> Exercise description: Word for word, restate every line of the listing that follows.

> Dataset rows on where objects appear:
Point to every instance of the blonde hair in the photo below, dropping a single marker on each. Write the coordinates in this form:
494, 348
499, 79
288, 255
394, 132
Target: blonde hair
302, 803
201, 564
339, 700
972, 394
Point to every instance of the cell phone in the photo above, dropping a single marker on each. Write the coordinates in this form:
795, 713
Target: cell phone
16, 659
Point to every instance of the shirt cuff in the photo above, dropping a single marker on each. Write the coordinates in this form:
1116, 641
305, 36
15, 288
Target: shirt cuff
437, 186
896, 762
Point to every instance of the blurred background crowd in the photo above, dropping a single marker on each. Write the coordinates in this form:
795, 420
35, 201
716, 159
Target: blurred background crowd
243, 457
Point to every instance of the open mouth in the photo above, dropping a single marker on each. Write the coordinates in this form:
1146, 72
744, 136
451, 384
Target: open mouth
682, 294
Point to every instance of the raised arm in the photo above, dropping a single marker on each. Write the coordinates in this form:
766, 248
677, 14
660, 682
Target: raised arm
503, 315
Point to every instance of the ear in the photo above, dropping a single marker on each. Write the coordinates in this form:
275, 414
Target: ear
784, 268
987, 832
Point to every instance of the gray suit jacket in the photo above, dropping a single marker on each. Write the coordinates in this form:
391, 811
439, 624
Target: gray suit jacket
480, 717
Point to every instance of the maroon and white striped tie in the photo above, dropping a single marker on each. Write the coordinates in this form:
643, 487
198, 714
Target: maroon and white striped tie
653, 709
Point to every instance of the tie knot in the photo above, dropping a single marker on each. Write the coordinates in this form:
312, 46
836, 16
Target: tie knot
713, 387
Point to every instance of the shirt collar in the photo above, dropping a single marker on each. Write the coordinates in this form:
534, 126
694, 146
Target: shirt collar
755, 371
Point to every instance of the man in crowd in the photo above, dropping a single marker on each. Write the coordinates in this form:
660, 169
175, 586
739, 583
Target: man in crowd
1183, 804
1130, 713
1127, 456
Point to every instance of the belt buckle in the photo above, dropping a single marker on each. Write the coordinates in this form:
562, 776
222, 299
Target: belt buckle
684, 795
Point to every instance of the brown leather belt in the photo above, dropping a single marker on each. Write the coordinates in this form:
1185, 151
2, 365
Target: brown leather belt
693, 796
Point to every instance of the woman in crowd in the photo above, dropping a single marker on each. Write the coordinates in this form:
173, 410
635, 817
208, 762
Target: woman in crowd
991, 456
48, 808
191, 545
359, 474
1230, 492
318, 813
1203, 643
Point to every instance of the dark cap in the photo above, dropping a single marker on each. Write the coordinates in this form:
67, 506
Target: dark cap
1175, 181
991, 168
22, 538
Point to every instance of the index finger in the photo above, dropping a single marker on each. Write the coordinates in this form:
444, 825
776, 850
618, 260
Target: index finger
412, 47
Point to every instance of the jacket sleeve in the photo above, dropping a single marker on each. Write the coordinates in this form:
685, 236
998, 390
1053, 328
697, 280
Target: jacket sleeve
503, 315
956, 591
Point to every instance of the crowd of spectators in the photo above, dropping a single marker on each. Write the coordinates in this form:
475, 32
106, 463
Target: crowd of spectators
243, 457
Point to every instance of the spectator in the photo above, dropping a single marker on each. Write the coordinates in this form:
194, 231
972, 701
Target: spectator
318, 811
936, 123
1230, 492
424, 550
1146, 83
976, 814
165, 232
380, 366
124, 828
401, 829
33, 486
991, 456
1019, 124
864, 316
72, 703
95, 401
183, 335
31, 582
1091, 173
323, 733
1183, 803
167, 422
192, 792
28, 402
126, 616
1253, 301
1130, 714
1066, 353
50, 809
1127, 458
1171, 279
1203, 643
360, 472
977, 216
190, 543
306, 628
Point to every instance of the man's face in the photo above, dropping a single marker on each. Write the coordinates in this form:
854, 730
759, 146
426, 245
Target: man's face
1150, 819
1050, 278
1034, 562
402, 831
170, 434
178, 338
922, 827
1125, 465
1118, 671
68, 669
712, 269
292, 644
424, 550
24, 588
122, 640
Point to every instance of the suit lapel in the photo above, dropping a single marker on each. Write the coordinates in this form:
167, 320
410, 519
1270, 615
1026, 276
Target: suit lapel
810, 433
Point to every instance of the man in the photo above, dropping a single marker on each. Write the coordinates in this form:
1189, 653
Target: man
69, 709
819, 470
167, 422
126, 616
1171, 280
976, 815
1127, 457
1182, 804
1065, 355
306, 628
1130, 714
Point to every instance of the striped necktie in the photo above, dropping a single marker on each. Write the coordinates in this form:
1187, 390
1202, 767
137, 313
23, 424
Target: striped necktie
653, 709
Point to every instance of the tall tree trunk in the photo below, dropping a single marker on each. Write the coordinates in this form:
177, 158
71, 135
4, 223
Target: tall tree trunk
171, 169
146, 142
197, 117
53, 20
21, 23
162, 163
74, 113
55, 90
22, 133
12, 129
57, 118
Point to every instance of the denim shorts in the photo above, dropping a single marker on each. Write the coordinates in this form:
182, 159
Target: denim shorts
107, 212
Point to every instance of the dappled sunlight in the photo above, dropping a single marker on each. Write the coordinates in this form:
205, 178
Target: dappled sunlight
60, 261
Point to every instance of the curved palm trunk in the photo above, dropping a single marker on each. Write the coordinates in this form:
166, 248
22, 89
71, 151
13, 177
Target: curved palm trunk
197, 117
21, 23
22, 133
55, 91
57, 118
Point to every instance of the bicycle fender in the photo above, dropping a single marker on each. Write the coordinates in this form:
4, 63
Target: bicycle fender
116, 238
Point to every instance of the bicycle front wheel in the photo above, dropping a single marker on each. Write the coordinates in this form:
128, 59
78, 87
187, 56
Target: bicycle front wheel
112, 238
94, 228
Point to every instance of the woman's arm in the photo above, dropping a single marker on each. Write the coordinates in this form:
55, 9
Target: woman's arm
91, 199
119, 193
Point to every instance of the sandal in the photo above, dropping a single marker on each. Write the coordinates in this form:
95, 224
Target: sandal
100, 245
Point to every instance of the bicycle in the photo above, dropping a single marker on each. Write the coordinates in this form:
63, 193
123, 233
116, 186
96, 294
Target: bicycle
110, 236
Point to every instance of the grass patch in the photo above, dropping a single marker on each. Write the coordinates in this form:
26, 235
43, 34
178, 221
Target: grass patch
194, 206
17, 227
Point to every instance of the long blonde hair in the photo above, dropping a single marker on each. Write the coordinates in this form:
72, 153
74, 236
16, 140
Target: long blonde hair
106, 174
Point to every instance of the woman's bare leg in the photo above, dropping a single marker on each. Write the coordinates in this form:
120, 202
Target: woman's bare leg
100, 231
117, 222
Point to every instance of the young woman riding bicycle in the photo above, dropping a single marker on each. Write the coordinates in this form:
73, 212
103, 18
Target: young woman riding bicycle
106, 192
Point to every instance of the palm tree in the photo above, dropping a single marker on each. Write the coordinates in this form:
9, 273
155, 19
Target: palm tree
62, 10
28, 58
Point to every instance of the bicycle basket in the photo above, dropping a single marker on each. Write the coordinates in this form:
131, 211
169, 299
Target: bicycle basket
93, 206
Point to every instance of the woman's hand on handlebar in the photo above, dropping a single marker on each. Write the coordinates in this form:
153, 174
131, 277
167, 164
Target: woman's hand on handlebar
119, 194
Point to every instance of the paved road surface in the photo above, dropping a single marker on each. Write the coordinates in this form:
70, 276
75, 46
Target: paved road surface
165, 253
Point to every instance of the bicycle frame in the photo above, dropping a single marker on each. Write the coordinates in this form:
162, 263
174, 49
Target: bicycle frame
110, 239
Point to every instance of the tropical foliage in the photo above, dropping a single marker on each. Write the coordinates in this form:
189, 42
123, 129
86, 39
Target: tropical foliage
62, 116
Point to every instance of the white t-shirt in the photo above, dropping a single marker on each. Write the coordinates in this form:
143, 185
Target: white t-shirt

> Solution to this task:
Point to every instance of the blonde hair in the photo below, dropping a single marker on each. Write the coordinates in this form:
494, 348
499, 79
288, 255
394, 132
Target: blonde hair
302, 803
201, 564
339, 700
972, 394
Point to every instance of the cell phone in the photo above, dropping a single marker on each. Write the coordinates in this form:
795, 713
Target: cell phone
16, 659
Point to every instance of the shirt cuff in the photo above, dropping a single marker on each. Write the coordinates in this form:
1116, 641
305, 36
15, 288
Target: shirt cuff
437, 186
896, 762
Point to every instance of the blurred background crowd in the photo above, dropping a single marker on each. Write the coordinates in this form:
795, 420
35, 201
716, 159
Target: blurred background crowd
243, 457
Point to every instance of the open mouth in the photo above, dropping a single marker on each. Write the coordinates in this form:
1146, 72
744, 136
451, 384
Target: open mouth
682, 294
Point to every instance of the raised arm in the photo above, dropping a single marker on each. Write the coordinates in this form:
766, 248
677, 14
660, 682
Target: raised arm
503, 315
Point to every instance of the ear in the photo above, dropping a single marker on each. Write the coordinates in this form:
275, 414
Target: ear
784, 268
987, 832
Point to every instance of the gray suit jacket in the photo above, dropping a single marker on each. Write the coordinates in this form:
391, 811
439, 624
Target: gray suit jacket
480, 717
Point to every instance of the maroon and white striped tie in the photo above, dropping a single marker on each. Write the coordinates in this form:
643, 487
198, 714
Target: maroon and white striped tie
653, 709
Point to every instance of the tie knot in the photo above, dropping a single marker on each. Write the coordinates in this form:
312, 46
836, 16
Target: tie knot
713, 387
Point to every instance of the shirt collar in the photo above, dropping a single marker on each. Write the coordinates in this form:
534, 126
694, 146
Target: shirt collar
755, 371
Point to every instance of the man in crowd in the photo above, dropping a single marker on each. Write the coordinates in this form:
660, 169
175, 586
739, 583
Target: man in crowd
1183, 804
1130, 713
1127, 456
Point to every instance of the belt buckle in the photo above, dropping a single marker on each. Write the coordinates in this form:
562, 776
222, 299
Target: belt buckle
684, 795
Point to every instance of the brown leather belt in the photo above, dropping a single marker on each. Write the coordinates in this form:
1185, 151
2, 365
Target: brown leather belt
693, 796
Point to every instance of the woman in crowd in the photo above, dropping a single marker on each. Write the coordinates in this form:
173, 410
635, 817
208, 762
Target: woman in crowd
991, 456
48, 808
191, 545
359, 474
1230, 492
318, 813
1203, 643
Point to every instance of the dark cap in the photo above, dropping a single marker on each. Write the coordinates in this form:
67, 506
Target: dark cap
1175, 181
991, 168
22, 538
Point to every instance of the index finger in the photo above, dropping a single marker on each. Write the coordinates in this form:
444, 825
776, 850
618, 260
Target: index finger
412, 47
Point to every instance of the jacket sleeve in the photo above, dropping a single marker on each. Write the coordinates in this form:
685, 236
998, 390
1053, 328
697, 280
Target: jacket sleeve
503, 315
956, 591
Point to every instance of the crowd of spectators in the photo above, dropping a single marker on each. Write the coordinates in this form:
475, 32
106, 463
Target: crowd of spectators
243, 457
Point to every instance of the spectator in the photo above, dropping a single marker on each. Write the coordinates in this form:
194, 231
972, 701
Target: spectator
318, 811
936, 123
1230, 492
424, 550
1146, 83
976, 814
165, 232
380, 366
124, 828
401, 829
33, 486
991, 456
1019, 124
864, 316
72, 703
95, 401
183, 335
31, 582
1091, 173
323, 733
1183, 803
167, 422
192, 792
28, 402
126, 616
1253, 301
1130, 714
1066, 353
50, 809
1127, 458
1171, 279
1203, 643
360, 472
977, 216
190, 543
306, 628
Point to every instance of the man's face in the photo above, dropping a single marker on each. Write the coordinates in this form:
854, 730
759, 146
426, 245
Target: man's face
1150, 819
1050, 278
1034, 562
402, 831
170, 434
178, 338
922, 827
1125, 465
1118, 671
68, 669
712, 269
292, 644
424, 550
24, 588
122, 640
Point to every instance of the suit lapel in the photo above, dropping a single marker on each. Write the coordinates in this form:
167, 320
410, 519
1270, 615
1026, 276
Target: suit lapel
810, 433
Point to every instance of the man in the photo above, dropping a single marker on each. Write the coordinates in this form:
1189, 653
Target: man
69, 709
819, 470
167, 422
126, 616
1171, 280
976, 815
1127, 457
1182, 804
1065, 355
306, 628
1130, 714
Point to every instance of the striped necktie in the photo above, dropping a single marker on each. Write the coordinates in this form:
1187, 390
1202, 767
137, 313
23, 424
Target: striped necktie
653, 709
Point to every instance of the tall tree trunk in the photo below, dropping a single marker on each. Write the coordinates in this form:
177, 158
71, 135
4, 223
Target: tall tree trunk
171, 169
146, 142
197, 117
53, 20
21, 23
162, 163
74, 113
55, 90
22, 133
12, 129
57, 118
Point to every instance of the denim shorts in the photo above, dropping a single marker on each. Write the coordinates in this form:
182, 159
Target: denim shorts
107, 212
Point to every instance of the dappled sunlight in the photo above, dropping a single marker on each. Write the coordinates in this form:
205, 178
Target: dappled sunlight
60, 261
Point to every instance of the curved palm trunk in the photo above, dropping a single marker on each. Write the coordinates in this form:
166, 248
22, 89
71, 151
13, 177
Target: curved palm trunk
197, 117
21, 23
22, 133
55, 91
57, 118
Point to every instance of the bicycle fender in the photo above, dropping a single marker on each. Write the coordinates in this form:
4, 63
Target: bicycle fender
116, 238
Point to every instance of the bicycle front wheel in the photo above, dropping a single marker on each. Write the coordinates in this form:
128, 59
78, 87
187, 56
Target: bicycle front wheel
112, 238
94, 228
Point to every instance of the woman's arm in the photo above, dropping a single marker on each. Write the coordinates in this form:
55, 9
Target: woman's arm
91, 199
119, 193
Point to every instance of the sandal in the photo above, dropping a single marker on each. Write the coordinates in this form:
95, 224
Target: sandal
100, 245
Point to every instance of the bicycle in the photo above, dropping a single marker on each. Write the coordinates in this form:
63, 193
123, 233
116, 186
96, 294
Target: bicycle
110, 236
Point to every instance of the grass patch in the photo above, dropping a single marker on each. Write the coordinates in this form:
26, 235
43, 34
178, 221
Target: grass patch
194, 206
17, 227
Point to every instance of the long blonde hair in the photo above, dropping a single marker on each. Write the coordinates in this form:
72, 153
74, 236
16, 140
Target: long blonde hair
106, 174
Point to every instance of the woman's bare leg in the photo above, dropping a single marker on each. Write the coordinates in this form:
120, 202
Target: woman's bare leg
100, 231
117, 222
Point to every instance of the young woman riding bicycle in the photo above, dropping a single marker on each. Write the coordinates in this form:
73, 212
103, 18
Target: young woman riding bicycle
106, 192
Point to every instance of the palm tree in the photo above, dropping a single marker on each. Write the coordinates in this form:
9, 273
155, 19
Target: palm tree
62, 10
28, 58
Point to every instance of the bicycle basket in the photo above, dropping a single marker on each. Write the coordinates in this form:
131, 211
169, 299
Target: bicycle basket
93, 206
Point to every instance of the woman's hand on handlebar in the photo above, dropping a single marker on each. Write the coordinates in this form:
153, 174
131, 277
167, 164
Target: woman's hand on handlebar
119, 194
Point to every instance of the paved road surface in the photo above, dropping a single marker on each. Write the coordinates in this form:
70, 276
75, 46
Target: paved road surface
165, 253
Point to every instance of the bicycle frame in the photo above, dropping a single marker on each. Write the coordinates in this form:
162, 263
174, 49
Target: bicycle frame
110, 239
Point to every instance of the tropical foliage in the photo above, dropping a single marker on each. Write the coordinates in this form:
189, 42
123, 129
86, 39
Target: tropical foliage
62, 116
Point to every instance of the white t-shirt in the photo above, dropping a single marker on each. Write the coordinates in this form:
143, 185
Target: white t-shirt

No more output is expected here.